Text to read ▸
________________________

Navigating Hadoop Resources

Question

Navigating Hadoop Resources

Daniel Klionsky

Mr or Mrs. 500

Points: 555
More actions
September 30, 2015 at 10:31 pm

#399123

Comments posted to this topic are about the item Navigating Hadoop Resources

Viewing 15 posts - 1 through 15 (of 29 total)

You must be logged in to reply to this topic. Login to reply

ianstirk Ten Centuries Points: 1310 More actions · Answer 1

Hi, thanks for this very useful overview.

You might want to know that Impala is a popular tool for querying data in Hive quickly (it uses in-memory processing instead of slower MapReduce jobs), often 100 times faster.

In general, it seems like the world of Hadoop is moving away from MapReduce batch jobs, and towards in-memory processing (take a look at Spark).

Most of the technologies for querying data (Hive, Impala, Spark etc) have a version of SQL that most people here will readily pick up.

Enjoy

Ian

curious_sqldba SSC-Dedicated Points: 36502 More actions · Answer 2

curious_sqldba

SSC-Dedicated

Points: 36502

October 1, 2015 at 4:40 am

#1830690

Great post. Any thoughts on polybase in 2016?

ianstirk Ten Centuries Points: 1310 More actions · Answer 3

RE PolyBase... Have a look at the job websites, book sites etc. Hadoop and its components are largely a unix/linux thing. I suspect the market for PolyBase, like HDInsight, is going to be limited.

You can perhaps see parallels with Microsoft's mobile OS when compared with Android etc.

Thanks

Ian

Pradeep Mohanta SSC Rookie Points: 25 More actions · Answer 4

Hi Daniel I am Pradeep Mohanta working as SQL Server Database Architechture. About Hadoop your feeling and learning steps/procedure are same as my feeling and learning steps. Exactly I also did same steps to learn Hadoop. Now I am looking good Institute take a small course about hadoop. I think your prescribe books are very much help full to me, specially I much excited to read the "Microsoft Sql Server 2012 with Hadoop".

Please advice me is it a good decision take training on Hadoop, since I am in Microsoft Technology Last 15 years.

I give rating this article as 5.

akljfhnlaflkj SSC Guru Points: 76202 More actions · Answer 5

Wow. It made me realize how little I know about Hadoop. Thanks.

rdwilliamsjr1 SSC Rookie Points: 29 More actions · Answer 6

rdwilliamsjr1

SSC Rookie

Points: 29

October 1, 2015 at 6:37 am

#1830721

Great article...a wake up call (for me).

Alan Burstein SSC Guru Points: 61152 More actions · Answer 7

Great article. I agree that there's a need to learn Hadoop, NoSQL, etc as that's the trend and where businesses are heading. The well rounded data professional who knows multiple technologies will certainly have a wider variety of options but I don't completely agree that SQL skills are not enough to land a good job. With Big data, DBaas, Hadoop, NoSQL the pie is just getting bigger and there's more jobs out there but SQL Server is not going away. I live in Chicago so that's my frame of reference and the number of SQL DBA, Developer and BI jobs is endless.

________________________

Dataset rows ▸
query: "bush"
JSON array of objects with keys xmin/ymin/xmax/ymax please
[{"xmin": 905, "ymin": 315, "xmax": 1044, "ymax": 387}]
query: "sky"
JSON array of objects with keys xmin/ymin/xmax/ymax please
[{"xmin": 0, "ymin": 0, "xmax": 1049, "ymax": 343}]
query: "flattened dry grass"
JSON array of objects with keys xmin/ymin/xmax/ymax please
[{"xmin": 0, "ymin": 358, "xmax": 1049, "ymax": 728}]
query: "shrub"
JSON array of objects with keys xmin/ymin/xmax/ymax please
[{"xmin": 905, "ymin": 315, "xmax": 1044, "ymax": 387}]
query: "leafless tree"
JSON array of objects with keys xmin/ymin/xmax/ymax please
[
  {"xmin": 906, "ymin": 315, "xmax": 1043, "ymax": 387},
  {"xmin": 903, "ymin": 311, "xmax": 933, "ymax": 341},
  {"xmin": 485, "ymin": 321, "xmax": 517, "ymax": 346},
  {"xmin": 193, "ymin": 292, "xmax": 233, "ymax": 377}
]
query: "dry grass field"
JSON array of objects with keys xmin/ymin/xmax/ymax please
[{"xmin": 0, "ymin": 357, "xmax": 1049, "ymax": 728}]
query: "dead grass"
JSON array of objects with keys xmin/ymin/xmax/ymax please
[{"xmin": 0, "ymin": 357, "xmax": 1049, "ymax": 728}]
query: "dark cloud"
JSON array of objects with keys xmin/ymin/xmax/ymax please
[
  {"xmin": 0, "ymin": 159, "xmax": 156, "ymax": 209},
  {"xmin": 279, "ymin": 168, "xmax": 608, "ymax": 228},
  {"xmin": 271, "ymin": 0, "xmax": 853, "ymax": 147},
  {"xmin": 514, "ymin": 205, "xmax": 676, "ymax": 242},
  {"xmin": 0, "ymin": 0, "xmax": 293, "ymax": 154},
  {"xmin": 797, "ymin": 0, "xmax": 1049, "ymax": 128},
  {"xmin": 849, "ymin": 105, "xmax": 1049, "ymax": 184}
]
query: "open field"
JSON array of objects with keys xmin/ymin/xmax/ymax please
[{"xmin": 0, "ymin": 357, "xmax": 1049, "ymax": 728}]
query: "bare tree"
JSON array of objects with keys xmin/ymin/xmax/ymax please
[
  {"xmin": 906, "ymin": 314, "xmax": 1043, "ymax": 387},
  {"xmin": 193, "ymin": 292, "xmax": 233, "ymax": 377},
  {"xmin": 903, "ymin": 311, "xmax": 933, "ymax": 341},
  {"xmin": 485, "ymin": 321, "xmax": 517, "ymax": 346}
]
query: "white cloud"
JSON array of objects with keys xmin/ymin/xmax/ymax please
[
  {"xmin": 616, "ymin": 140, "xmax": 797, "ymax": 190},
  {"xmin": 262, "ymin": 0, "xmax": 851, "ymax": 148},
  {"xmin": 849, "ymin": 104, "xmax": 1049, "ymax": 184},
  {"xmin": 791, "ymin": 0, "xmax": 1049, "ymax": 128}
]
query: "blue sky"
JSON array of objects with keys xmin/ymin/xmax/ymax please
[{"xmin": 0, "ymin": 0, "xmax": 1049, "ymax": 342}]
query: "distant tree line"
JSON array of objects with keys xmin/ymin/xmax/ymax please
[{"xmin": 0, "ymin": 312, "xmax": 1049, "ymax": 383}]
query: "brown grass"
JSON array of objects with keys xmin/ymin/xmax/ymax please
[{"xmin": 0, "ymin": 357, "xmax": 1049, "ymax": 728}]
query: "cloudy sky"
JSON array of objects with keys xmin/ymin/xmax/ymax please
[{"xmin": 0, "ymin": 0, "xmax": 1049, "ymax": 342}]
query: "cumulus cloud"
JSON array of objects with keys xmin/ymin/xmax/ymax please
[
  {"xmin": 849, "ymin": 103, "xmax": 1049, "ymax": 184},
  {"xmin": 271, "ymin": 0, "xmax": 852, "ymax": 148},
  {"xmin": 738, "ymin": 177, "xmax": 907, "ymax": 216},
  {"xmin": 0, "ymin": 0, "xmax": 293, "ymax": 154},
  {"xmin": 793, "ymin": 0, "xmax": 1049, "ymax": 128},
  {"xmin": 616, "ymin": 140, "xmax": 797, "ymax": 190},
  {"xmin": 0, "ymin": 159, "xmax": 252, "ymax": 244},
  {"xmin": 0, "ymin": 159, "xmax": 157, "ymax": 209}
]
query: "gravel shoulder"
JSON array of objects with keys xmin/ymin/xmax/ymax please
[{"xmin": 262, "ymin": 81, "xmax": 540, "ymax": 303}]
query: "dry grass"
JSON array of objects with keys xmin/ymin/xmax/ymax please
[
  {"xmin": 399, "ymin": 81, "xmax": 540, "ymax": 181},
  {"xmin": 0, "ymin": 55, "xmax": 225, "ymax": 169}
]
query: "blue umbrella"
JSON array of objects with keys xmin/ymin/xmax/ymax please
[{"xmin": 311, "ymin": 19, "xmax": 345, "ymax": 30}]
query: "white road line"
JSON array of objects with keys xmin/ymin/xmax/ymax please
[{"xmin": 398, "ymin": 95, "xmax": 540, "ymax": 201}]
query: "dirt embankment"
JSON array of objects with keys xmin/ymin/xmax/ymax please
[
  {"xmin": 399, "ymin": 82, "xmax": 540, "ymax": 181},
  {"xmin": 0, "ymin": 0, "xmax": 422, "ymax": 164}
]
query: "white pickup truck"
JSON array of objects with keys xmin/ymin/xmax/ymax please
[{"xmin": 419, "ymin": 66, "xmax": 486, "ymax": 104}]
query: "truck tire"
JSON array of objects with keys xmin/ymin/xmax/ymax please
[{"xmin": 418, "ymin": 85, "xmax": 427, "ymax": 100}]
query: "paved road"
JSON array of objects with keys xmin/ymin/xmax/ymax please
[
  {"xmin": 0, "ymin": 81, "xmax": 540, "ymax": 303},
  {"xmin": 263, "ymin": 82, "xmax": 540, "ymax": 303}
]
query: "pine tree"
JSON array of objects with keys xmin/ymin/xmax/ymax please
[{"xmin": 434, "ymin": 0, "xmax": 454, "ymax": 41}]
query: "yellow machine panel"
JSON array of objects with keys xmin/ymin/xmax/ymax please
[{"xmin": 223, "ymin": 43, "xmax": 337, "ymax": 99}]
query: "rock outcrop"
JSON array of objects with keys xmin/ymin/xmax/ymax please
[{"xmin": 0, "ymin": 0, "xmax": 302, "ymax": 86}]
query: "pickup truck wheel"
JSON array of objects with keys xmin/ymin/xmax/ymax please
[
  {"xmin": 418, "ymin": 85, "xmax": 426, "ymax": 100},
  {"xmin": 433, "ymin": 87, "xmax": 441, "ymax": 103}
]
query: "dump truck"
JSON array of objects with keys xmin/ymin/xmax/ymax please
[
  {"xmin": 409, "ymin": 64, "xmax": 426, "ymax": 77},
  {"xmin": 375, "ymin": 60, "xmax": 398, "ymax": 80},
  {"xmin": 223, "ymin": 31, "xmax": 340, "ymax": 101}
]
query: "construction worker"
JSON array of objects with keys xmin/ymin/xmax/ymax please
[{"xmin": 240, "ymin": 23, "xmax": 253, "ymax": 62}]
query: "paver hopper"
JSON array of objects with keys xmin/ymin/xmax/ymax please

________________________

What the task requires ▸
For each statement below, say yes or no to whether it agrees with the Hadoop forum thread, and quote the deciding words from the thread. 1. Impala is described as often 100 times faster. 2. The commenter Alan Burstein lives in Chicago. 3. The commenter ianstirk expects a large market for PolyBase. The records have no connection to the Hadoop forum thread.

Output of the exercise ▸
1. Yes: "often 100 times faster."
2. Yes: "I live in Chicago"
3. No: "I suspect the market for PolyBase, like HDInsight, is going to be limited."